● THE REQUEST
Reproduce the material below word for word, keeping every line unchanged.

Excerpts of labeled region data:
···

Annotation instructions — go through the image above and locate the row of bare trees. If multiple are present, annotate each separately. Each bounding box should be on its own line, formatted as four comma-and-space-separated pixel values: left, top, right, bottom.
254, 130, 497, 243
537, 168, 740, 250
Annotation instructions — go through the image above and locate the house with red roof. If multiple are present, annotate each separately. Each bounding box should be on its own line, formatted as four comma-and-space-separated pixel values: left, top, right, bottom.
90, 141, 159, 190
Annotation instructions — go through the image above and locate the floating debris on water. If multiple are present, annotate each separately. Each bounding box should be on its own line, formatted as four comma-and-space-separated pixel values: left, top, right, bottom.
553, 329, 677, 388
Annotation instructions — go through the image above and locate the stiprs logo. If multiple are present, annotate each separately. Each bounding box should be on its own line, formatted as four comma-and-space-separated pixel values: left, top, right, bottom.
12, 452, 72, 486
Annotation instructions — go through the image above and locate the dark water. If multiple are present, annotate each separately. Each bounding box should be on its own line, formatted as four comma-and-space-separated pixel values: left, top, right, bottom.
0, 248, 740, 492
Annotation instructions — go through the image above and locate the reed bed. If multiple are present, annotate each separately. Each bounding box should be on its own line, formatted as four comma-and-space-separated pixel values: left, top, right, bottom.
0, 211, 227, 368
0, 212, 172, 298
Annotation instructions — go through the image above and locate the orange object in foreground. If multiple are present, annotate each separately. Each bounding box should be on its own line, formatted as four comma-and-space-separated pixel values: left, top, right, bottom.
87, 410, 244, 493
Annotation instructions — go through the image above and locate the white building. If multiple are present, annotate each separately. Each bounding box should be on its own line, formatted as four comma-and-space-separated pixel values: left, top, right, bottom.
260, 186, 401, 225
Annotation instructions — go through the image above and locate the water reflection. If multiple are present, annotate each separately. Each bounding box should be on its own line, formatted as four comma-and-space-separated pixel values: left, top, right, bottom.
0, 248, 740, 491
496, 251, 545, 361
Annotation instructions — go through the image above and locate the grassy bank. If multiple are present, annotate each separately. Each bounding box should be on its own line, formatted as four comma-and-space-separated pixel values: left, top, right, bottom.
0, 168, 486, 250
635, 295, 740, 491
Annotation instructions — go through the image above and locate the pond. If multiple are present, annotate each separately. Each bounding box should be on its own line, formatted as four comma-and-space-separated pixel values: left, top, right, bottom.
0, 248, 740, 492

···

● RESULT OF THE EXERCISE
Annotation instructions — go through the image above and locate the row of bare trees. If multiple are present, annotate each separately. Each bounding box should be on its own line, formatted as four comma-and-space-separated pixel values: left, top, right, bottom.
254, 130, 497, 243
537, 168, 740, 250
Annotation instructions — go through the image above and locate the house with red roof. If multiple are present, annotate each separately. Each bounding box should be on its own line, formatted as four comma-and-space-separated pixel values: left, top, right, bottom.
90, 141, 159, 190
Annotation instructions — go through the image above and locate the floating debris on water. If multiple are present, annotate each separately. Each bounding box should be on its own line, formatted as four comma-and-space-separated pixel values: left, top, right, bottom.
553, 329, 677, 388
Annotation instructions — go through the image above and locate the stiprs logo. If multiple are present, annotate each separately. Each bounding box should be on its own line, formatted as four comma-and-space-separated pixel values: left, top, right, bottom.
12, 452, 72, 486
Annotation instructions — go through the image above and locate the dark water. If multiple are present, annotate each separately. Each bounding box should be on its own line, formatted as four comma-and-space-separated pixel values: left, top, right, bottom.
0, 248, 740, 492
Annotation instructions — go through the image above and locate the reed bed. If multiple are present, annotate each separately. Each bounding box should be on its own line, formatted as four comma-and-space-separated pixel values: left, top, right, bottom.
0, 211, 227, 368
0, 212, 172, 298
Annotation instructions — go through the image above and locate the orange object in foreground. If multiple are present, annotate each separately. Each bounding box should be on its own line, formatted as four comma-and-space-separated pixel values: left, top, right, bottom.
87, 410, 244, 493
Annotation instructions — go through the image above and locate the white building. If multiple are present, annotate each separately. Each bounding box should be on its own line, formatted as four comma-and-space-separated pixel values: left, top, right, bottom.
260, 186, 401, 225
Annotation instructions — go through the image above and locate the water reflection. If multiple are present, annotate each separately. Each bounding box should be on its own line, formatted as four comma-and-space-separated pixel values: left, top, right, bottom.
0, 248, 740, 491
496, 251, 545, 361
Annotation instructions — go through the image above and locate the grassy bank. If multiple are present, annotate each separately. Each bounding box should be on its own line, formatted as four comma-and-space-separated pixel values: left, top, right, bottom.
0, 168, 486, 250
635, 295, 740, 491
Annotation instructions — go through the image above and locate the pond. If multiple are present, annotate each separately. Each bounding box should be on its own line, formatted as four comma-and-space-separated pixel values: left, top, right, bottom.
0, 248, 740, 492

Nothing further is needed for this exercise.